> Set problem:
Count the lines below that include the string "shrub", and reply with only the number.

> Given records:
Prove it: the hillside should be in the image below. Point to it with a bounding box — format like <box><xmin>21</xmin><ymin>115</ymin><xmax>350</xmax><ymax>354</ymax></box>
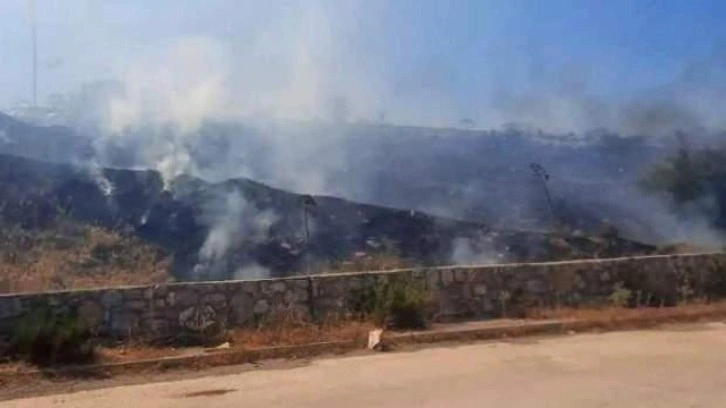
<box><xmin>0</xmin><ymin>152</ymin><xmax>654</xmax><ymax>280</ymax></box>
<box><xmin>0</xmin><ymin>111</ymin><xmax>700</xmax><ymax>244</ymax></box>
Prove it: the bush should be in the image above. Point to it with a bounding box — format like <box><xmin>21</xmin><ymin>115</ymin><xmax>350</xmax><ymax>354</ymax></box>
<box><xmin>350</xmin><ymin>277</ymin><xmax>430</xmax><ymax>330</ymax></box>
<box><xmin>10</xmin><ymin>308</ymin><xmax>95</xmax><ymax>365</ymax></box>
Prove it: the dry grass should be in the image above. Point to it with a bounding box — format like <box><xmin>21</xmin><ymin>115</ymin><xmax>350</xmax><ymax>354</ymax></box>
<box><xmin>230</xmin><ymin>321</ymin><xmax>374</xmax><ymax>349</ymax></box>
<box><xmin>0</xmin><ymin>222</ymin><xmax>169</xmax><ymax>293</ymax></box>
<box><xmin>96</xmin><ymin>321</ymin><xmax>375</xmax><ymax>363</ymax></box>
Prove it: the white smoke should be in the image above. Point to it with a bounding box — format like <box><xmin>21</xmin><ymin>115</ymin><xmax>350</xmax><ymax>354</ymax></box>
<box><xmin>234</xmin><ymin>263</ymin><xmax>271</xmax><ymax>280</ymax></box>
<box><xmin>194</xmin><ymin>191</ymin><xmax>278</xmax><ymax>276</ymax></box>
<box><xmin>451</xmin><ymin>237</ymin><xmax>506</xmax><ymax>265</ymax></box>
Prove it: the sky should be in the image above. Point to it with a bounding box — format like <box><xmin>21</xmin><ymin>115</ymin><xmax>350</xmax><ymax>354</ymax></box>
<box><xmin>0</xmin><ymin>0</ymin><xmax>726</xmax><ymax>130</ymax></box>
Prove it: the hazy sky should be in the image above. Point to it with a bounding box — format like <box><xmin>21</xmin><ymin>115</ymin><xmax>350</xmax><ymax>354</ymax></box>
<box><xmin>0</xmin><ymin>0</ymin><xmax>726</xmax><ymax>124</ymax></box>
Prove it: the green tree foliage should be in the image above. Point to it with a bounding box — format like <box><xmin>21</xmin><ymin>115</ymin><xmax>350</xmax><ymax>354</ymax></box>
<box><xmin>641</xmin><ymin>148</ymin><xmax>726</xmax><ymax>206</ymax></box>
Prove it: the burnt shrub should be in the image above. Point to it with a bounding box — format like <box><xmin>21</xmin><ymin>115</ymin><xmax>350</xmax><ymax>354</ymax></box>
<box><xmin>10</xmin><ymin>307</ymin><xmax>95</xmax><ymax>366</ymax></box>
<box><xmin>348</xmin><ymin>277</ymin><xmax>431</xmax><ymax>330</ymax></box>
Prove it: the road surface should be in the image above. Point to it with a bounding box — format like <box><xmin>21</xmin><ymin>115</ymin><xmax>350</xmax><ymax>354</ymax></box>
<box><xmin>0</xmin><ymin>323</ymin><xmax>726</xmax><ymax>408</ymax></box>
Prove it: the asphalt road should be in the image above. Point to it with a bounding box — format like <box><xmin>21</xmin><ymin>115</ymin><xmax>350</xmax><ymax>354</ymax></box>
<box><xmin>0</xmin><ymin>323</ymin><xmax>726</xmax><ymax>408</ymax></box>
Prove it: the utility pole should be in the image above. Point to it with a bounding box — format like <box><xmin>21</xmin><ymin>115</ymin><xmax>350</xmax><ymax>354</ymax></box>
<box><xmin>301</xmin><ymin>194</ymin><xmax>318</xmax><ymax>274</ymax></box>
<box><xmin>29</xmin><ymin>0</ymin><xmax>38</xmax><ymax>108</ymax></box>
<box><xmin>529</xmin><ymin>163</ymin><xmax>558</xmax><ymax>233</ymax></box>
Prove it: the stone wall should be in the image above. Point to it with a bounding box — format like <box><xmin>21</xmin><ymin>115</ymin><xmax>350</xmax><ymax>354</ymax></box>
<box><xmin>0</xmin><ymin>254</ymin><xmax>726</xmax><ymax>338</ymax></box>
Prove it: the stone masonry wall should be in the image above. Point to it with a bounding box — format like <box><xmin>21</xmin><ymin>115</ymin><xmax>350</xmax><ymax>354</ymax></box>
<box><xmin>0</xmin><ymin>254</ymin><xmax>726</xmax><ymax>338</ymax></box>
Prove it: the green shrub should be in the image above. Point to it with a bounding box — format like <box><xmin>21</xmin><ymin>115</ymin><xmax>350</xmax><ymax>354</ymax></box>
<box><xmin>610</xmin><ymin>282</ymin><xmax>633</xmax><ymax>307</ymax></box>
<box><xmin>10</xmin><ymin>308</ymin><xmax>95</xmax><ymax>365</ymax></box>
<box><xmin>349</xmin><ymin>277</ymin><xmax>431</xmax><ymax>330</ymax></box>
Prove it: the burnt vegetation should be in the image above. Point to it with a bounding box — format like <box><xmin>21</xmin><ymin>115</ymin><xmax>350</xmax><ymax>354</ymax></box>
<box><xmin>0</xmin><ymin>113</ymin><xmax>723</xmax><ymax>291</ymax></box>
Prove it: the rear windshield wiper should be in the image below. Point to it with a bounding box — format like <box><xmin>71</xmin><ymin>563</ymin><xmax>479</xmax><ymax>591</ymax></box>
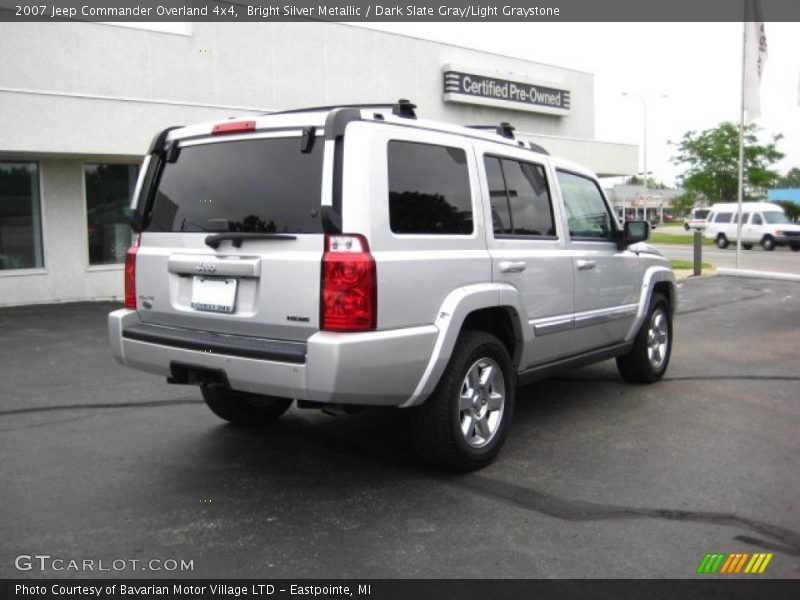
<box><xmin>206</xmin><ymin>231</ymin><xmax>297</xmax><ymax>250</ymax></box>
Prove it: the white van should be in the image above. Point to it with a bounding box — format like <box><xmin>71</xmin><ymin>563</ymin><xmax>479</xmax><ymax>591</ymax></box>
<box><xmin>704</xmin><ymin>202</ymin><xmax>800</xmax><ymax>252</ymax></box>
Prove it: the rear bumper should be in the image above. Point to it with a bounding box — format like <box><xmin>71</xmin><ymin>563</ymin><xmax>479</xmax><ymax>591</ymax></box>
<box><xmin>108</xmin><ymin>309</ymin><xmax>439</xmax><ymax>406</ymax></box>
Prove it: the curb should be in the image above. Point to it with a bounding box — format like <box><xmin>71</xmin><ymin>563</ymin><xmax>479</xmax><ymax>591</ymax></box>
<box><xmin>717</xmin><ymin>268</ymin><xmax>800</xmax><ymax>282</ymax></box>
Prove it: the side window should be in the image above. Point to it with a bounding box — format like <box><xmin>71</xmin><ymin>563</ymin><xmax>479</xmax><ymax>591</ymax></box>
<box><xmin>714</xmin><ymin>213</ymin><xmax>733</xmax><ymax>223</ymax></box>
<box><xmin>558</xmin><ymin>171</ymin><xmax>614</xmax><ymax>239</ymax></box>
<box><xmin>388</xmin><ymin>141</ymin><xmax>472</xmax><ymax>235</ymax></box>
<box><xmin>484</xmin><ymin>156</ymin><xmax>556</xmax><ymax>236</ymax></box>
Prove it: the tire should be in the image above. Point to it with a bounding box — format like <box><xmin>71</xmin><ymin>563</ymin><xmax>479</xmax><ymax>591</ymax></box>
<box><xmin>617</xmin><ymin>294</ymin><xmax>672</xmax><ymax>383</ymax></box>
<box><xmin>200</xmin><ymin>386</ymin><xmax>292</xmax><ymax>427</ymax></box>
<box><xmin>411</xmin><ymin>330</ymin><xmax>516</xmax><ymax>472</ymax></box>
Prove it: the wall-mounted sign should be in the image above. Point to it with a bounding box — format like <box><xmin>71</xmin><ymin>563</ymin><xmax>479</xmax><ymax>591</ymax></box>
<box><xmin>443</xmin><ymin>65</ymin><xmax>571</xmax><ymax>115</ymax></box>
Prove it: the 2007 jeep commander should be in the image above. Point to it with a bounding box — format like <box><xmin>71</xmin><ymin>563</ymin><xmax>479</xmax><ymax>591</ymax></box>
<box><xmin>109</xmin><ymin>101</ymin><xmax>676</xmax><ymax>470</ymax></box>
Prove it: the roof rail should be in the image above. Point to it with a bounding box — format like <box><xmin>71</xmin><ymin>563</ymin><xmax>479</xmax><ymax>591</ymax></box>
<box><xmin>467</xmin><ymin>121</ymin><xmax>516</xmax><ymax>140</ymax></box>
<box><xmin>261</xmin><ymin>98</ymin><xmax>417</xmax><ymax>119</ymax></box>
<box><xmin>528</xmin><ymin>142</ymin><xmax>550</xmax><ymax>156</ymax></box>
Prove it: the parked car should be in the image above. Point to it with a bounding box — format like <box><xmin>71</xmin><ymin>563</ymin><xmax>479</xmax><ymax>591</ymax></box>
<box><xmin>704</xmin><ymin>202</ymin><xmax>800</xmax><ymax>252</ymax></box>
<box><xmin>683</xmin><ymin>208</ymin><xmax>710</xmax><ymax>231</ymax></box>
<box><xmin>109</xmin><ymin>101</ymin><xmax>677</xmax><ymax>470</ymax></box>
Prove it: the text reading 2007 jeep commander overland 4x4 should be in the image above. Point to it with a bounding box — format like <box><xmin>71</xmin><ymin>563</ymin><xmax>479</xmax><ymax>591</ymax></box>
<box><xmin>109</xmin><ymin>100</ymin><xmax>676</xmax><ymax>470</ymax></box>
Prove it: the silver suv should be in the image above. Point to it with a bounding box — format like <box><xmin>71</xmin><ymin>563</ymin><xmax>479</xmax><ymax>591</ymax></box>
<box><xmin>109</xmin><ymin>100</ymin><xmax>676</xmax><ymax>470</ymax></box>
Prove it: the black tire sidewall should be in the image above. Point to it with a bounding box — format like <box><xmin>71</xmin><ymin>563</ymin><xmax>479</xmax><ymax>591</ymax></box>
<box><xmin>445</xmin><ymin>334</ymin><xmax>515</xmax><ymax>459</ymax></box>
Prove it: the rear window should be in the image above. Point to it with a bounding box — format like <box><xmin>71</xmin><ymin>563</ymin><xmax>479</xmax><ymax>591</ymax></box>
<box><xmin>388</xmin><ymin>141</ymin><xmax>472</xmax><ymax>235</ymax></box>
<box><xmin>714</xmin><ymin>213</ymin><xmax>733</xmax><ymax>223</ymax></box>
<box><xmin>147</xmin><ymin>137</ymin><xmax>323</xmax><ymax>233</ymax></box>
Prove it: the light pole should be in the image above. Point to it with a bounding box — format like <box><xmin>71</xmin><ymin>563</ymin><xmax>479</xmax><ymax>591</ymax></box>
<box><xmin>622</xmin><ymin>92</ymin><xmax>667</xmax><ymax>224</ymax></box>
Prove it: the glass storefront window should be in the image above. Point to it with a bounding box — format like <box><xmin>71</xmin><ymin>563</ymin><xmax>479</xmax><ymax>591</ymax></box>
<box><xmin>0</xmin><ymin>162</ymin><xmax>44</xmax><ymax>271</ymax></box>
<box><xmin>85</xmin><ymin>164</ymin><xmax>138</xmax><ymax>265</ymax></box>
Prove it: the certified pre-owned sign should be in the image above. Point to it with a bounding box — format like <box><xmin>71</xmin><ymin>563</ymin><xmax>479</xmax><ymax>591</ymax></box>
<box><xmin>444</xmin><ymin>65</ymin><xmax>570</xmax><ymax>115</ymax></box>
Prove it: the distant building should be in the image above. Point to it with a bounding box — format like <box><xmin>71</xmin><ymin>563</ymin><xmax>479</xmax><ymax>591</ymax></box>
<box><xmin>767</xmin><ymin>188</ymin><xmax>800</xmax><ymax>206</ymax></box>
<box><xmin>0</xmin><ymin>21</ymin><xmax>638</xmax><ymax>306</ymax></box>
<box><xmin>606</xmin><ymin>184</ymin><xmax>684</xmax><ymax>221</ymax></box>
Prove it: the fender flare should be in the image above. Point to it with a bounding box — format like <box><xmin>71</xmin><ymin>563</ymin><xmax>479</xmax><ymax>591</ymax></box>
<box><xmin>625</xmin><ymin>266</ymin><xmax>678</xmax><ymax>342</ymax></box>
<box><xmin>400</xmin><ymin>283</ymin><xmax>526</xmax><ymax>408</ymax></box>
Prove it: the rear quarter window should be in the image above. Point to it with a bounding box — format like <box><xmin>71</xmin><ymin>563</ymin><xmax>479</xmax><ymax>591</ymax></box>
<box><xmin>147</xmin><ymin>137</ymin><xmax>324</xmax><ymax>233</ymax></box>
<box><xmin>387</xmin><ymin>140</ymin><xmax>473</xmax><ymax>235</ymax></box>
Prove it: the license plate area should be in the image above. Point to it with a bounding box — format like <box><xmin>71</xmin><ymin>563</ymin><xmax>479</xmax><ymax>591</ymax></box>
<box><xmin>191</xmin><ymin>275</ymin><xmax>239</xmax><ymax>313</ymax></box>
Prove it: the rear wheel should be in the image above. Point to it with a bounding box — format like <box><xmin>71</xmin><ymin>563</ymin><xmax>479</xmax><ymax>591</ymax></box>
<box><xmin>200</xmin><ymin>385</ymin><xmax>292</xmax><ymax>427</ymax></box>
<box><xmin>617</xmin><ymin>294</ymin><xmax>672</xmax><ymax>383</ymax></box>
<box><xmin>411</xmin><ymin>331</ymin><xmax>516</xmax><ymax>471</ymax></box>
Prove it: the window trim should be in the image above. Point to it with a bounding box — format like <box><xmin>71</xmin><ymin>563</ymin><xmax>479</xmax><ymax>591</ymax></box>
<box><xmin>555</xmin><ymin>167</ymin><xmax>621</xmax><ymax>244</ymax></box>
<box><xmin>481</xmin><ymin>152</ymin><xmax>560</xmax><ymax>241</ymax></box>
<box><xmin>0</xmin><ymin>158</ymin><xmax>48</xmax><ymax>277</ymax></box>
<box><xmin>386</xmin><ymin>137</ymin><xmax>478</xmax><ymax>240</ymax></box>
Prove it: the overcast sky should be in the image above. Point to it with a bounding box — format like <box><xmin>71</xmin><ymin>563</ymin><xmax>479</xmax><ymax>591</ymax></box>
<box><xmin>361</xmin><ymin>23</ymin><xmax>800</xmax><ymax>188</ymax></box>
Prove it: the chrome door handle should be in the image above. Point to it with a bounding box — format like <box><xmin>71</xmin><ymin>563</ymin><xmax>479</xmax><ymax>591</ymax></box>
<box><xmin>500</xmin><ymin>260</ymin><xmax>525</xmax><ymax>273</ymax></box>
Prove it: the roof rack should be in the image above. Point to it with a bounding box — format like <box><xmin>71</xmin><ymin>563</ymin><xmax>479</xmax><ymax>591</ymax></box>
<box><xmin>467</xmin><ymin>121</ymin><xmax>515</xmax><ymax>140</ymax></box>
<box><xmin>261</xmin><ymin>98</ymin><xmax>417</xmax><ymax>119</ymax></box>
<box><xmin>528</xmin><ymin>142</ymin><xmax>550</xmax><ymax>156</ymax></box>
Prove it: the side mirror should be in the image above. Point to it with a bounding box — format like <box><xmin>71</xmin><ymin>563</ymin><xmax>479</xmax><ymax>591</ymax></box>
<box><xmin>618</xmin><ymin>221</ymin><xmax>650</xmax><ymax>250</ymax></box>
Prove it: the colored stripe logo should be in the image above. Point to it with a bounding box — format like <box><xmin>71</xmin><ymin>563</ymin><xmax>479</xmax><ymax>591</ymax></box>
<box><xmin>697</xmin><ymin>552</ymin><xmax>772</xmax><ymax>575</ymax></box>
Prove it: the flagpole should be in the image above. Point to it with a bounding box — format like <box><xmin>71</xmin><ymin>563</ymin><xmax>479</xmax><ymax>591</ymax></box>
<box><xmin>736</xmin><ymin>15</ymin><xmax>747</xmax><ymax>269</ymax></box>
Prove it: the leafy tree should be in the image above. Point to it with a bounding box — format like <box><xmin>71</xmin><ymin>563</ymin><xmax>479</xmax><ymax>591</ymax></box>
<box><xmin>778</xmin><ymin>167</ymin><xmax>800</xmax><ymax>187</ymax></box>
<box><xmin>671</xmin><ymin>121</ymin><xmax>784</xmax><ymax>202</ymax></box>
<box><xmin>775</xmin><ymin>200</ymin><xmax>800</xmax><ymax>221</ymax></box>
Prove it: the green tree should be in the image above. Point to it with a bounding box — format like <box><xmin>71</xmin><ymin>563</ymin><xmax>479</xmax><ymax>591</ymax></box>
<box><xmin>775</xmin><ymin>200</ymin><xmax>800</xmax><ymax>221</ymax></box>
<box><xmin>671</xmin><ymin>121</ymin><xmax>783</xmax><ymax>202</ymax></box>
<box><xmin>778</xmin><ymin>167</ymin><xmax>800</xmax><ymax>187</ymax></box>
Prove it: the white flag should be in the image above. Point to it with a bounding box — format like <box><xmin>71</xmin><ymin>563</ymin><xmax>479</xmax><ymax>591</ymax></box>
<box><xmin>742</xmin><ymin>0</ymin><xmax>767</xmax><ymax>123</ymax></box>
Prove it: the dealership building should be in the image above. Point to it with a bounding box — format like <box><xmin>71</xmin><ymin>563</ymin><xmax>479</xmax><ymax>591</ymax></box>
<box><xmin>0</xmin><ymin>22</ymin><xmax>638</xmax><ymax>306</ymax></box>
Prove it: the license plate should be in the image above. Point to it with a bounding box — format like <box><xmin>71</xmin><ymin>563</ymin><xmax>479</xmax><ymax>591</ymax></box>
<box><xmin>192</xmin><ymin>277</ymin><xmax>238</xmax><ymax>312</ymax></box>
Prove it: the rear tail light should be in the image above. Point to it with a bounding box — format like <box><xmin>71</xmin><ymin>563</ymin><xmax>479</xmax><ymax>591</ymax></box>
<box><xmin>320</xmin><ymin>234</ymin><xmax>378</xmax><ymax>331</ymax></box>
<box><xmin>125</xmin><ymin>233</ymin><xmax>139</xmax><ymax>309</ymax></box>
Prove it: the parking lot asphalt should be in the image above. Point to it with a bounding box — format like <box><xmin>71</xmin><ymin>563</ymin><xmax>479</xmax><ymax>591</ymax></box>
<box><xmin>0</xmin><ymin>277</ymin><xmax>800</xmax><ymax>578</ymax></box>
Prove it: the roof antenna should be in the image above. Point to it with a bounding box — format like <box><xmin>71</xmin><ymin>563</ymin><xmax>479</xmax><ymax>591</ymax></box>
<box><xmin>495</xmin><ymin>121</ymin><xmax>514</xmax><ymax>140</ymax></box>
<box><xmin>392</xmin><ymin>98</ymin><xmax>417</xmax><ymax>119</ymax></box>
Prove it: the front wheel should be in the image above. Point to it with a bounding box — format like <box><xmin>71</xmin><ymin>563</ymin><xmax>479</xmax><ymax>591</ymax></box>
<box><xmin>617</xmin><ymin>294</ymin><xmax>672</xmax><ymax>383</ymax></box>
<box><xmin>411</xmin><ymin>331</ymin><xmax>516</xmax><ymax>471</ymax></box>
<box><xmin>200</xmin><ymin>385</ymin><xmax>292</xmax><ymax>427</ymax></box>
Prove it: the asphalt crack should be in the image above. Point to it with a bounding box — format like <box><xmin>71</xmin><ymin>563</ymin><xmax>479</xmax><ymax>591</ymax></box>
<box><xmin>449</xmin><ymin>475</ymin><xmax>800</xmax><ymax>556</ymax></box>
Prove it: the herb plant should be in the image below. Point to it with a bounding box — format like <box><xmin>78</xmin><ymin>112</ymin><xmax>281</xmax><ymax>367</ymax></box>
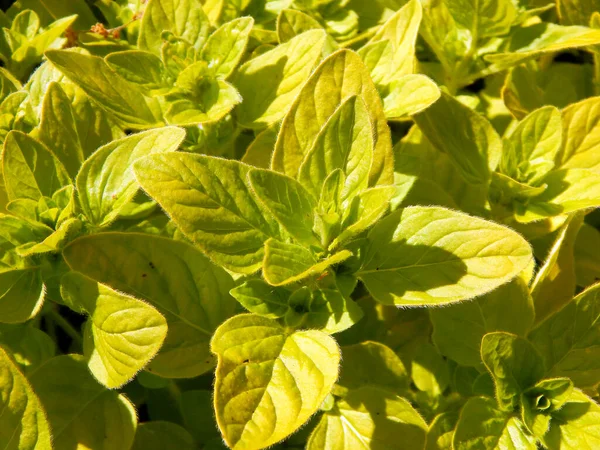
<box><xmin>0</xmin><ymin>0</ymin><xmax>600</xmax><ymax>450</ymax></box>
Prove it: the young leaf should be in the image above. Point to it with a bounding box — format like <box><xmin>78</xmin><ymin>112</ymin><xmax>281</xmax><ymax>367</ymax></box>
<box><xmin>481</xmin><ymin>332</ymin><xmax>546</xmax><ymax>411</ymax></box>
<box><xmin>234</xmin><ymin>30</ymin><xmax>325</xmax><ymax>128</ymax></box>
<box><xmin>446</xmin><ymin>0</ymin><xmax>517</xmax><ymax>38</ymax></box>
<box><xmin>211</xmin><ymin>314</ymin><xmax>340</xmax><ymax>450</ymax></box>
<box><xmin>557</xmin><ymin>97</ymin><xmax>600</xmax><ymax>172</ymax></box>
<box><xmin>516</xmin><ymin>169</ymin><xmax>600</xmax><ymax>223</ymax></box>
<box><xmin>61</xmin><ymin>272</ymin><xmax>167</xmax><ymax>389</ymax></box>
<box><xmin>138</xmin><ymin>0</ymin><xmax>210</xmax><ymax>54</ymax></box>
<box><xmin>248</xmin><ymin>169</ymin><xmax>319</xmax><ymax>246</ymax></box>
<box><xmin>263</xmin><ymin>239</ymin><xmax>352</xmax><ymax>286</ymax></box>
<box><xmin>29</xmin><ymin>355</ymin><xmax>137</xmax><ymax>450</ymax></box>
<box><xmin>2</xmin><ymin>131</ymin><xmax>70</xmax><ymax>200</ymax></box>
<box><xmin>0</xmin><ymin>347</ymin><xmax>52</xmax><ymax>450</ymax></box>
<box><xmin>500</xmin><ymin>106</ymin><xmax>562</xmax><ymax>186</ymax></box>
<box><xmin>414</xmin><ymin>93</ymin><xmax>502</xmax><ymax>184</ymax></box>
<box><xmin>358</xmin><ymin>0</ymin><xmax>423</xmax><ymax>85</ymax></box>
<box><xmin>530</xmin><ymin>214</ymin><xmax>584</xmax><ymax>323</ymax></box>
<box><xmin>358</xmin><ymin>206</ymin><xmax>532</xmax><ymax>305</ymax></box>
<box><xmin>298</xmin><ymin>96</ymin><xmax>374</xmax><ymax>204</ymax></box>
<box><xmin>230</xmin><ymin>280</ymin><xmax>291</xmax><ymax>319</ymax></box>
<box><xmin>46</xmin><ymin>50</ymin><xmax>163</xmax><ymax>129</ymax></box>
<box><xmin>429</xmin><ymin>278</ymin><xmax>534</xmax><ymax>367</ymax></box>
<box><xmin>63</xmin><ymin>233</ymin><xmax>236</xmax><ymax>378</ymax></box>
<box><xmin>134</xmin><ymin>153</ymin><xmax>281</xmax><ymax>274</ymax></box>
<box><xmin>452</xmin><ymin>397</ymin><xmax>537</xmax><ymax>450</ymax></box>
<box><xmin>485</xmin><ymin>22</ymin><xmax>600</xmax><ymax>71</ymax></box>
<box><xmin>39</xmin><ymin>82</ymin><xmax>84</xmax><ymax>179</ymax></box>
<box><xmin>573</xmin><ymin>223</ymin><xmax>600</xmax><ymax>286</ymax></box>
<box><xmin>284</xmin><ymin>286</ymin><xmax>363</xmax><ymax>334</ymax></box>
<box><xmin>272</xmin><ymin>50</ymin><xmax>394</xmax><ymax>186</ymax></box>
<box><xmin>529</xmin><ymin>284</ymin><xmax>600</xmax><ymax>388</ymax></box>
<box><xmin>383</xmin><ymin>74</ymin><xmax>441</xmax><ymax>120</ymax></box>
<box><xmin>202</xmin><ymin>17</ymin><xmax>254</xmax><ymax>78</ymax></box>
<box><xmin>277</xmin><ymin>9</ymin><xmax>331</xmax><ymax>44</ymax></box>
<box><xmin>77</xmin><ymin>127</ymin><xmax>185</xmax><ymax>226</ymax></box>
<box><xmin>329</xmin><ymin>186</ymin><xmax>397</xmax><ymax>251</ymax></box>
<box><xmin>104</xmin><ymin>50</ymin><xmax>170</xmax><ymax>94</ymax></box>
<box><xmin>306</xmin><ymin>386</ymin><xmax>427</xmax><ymax>450</ymax></box>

> The response:
2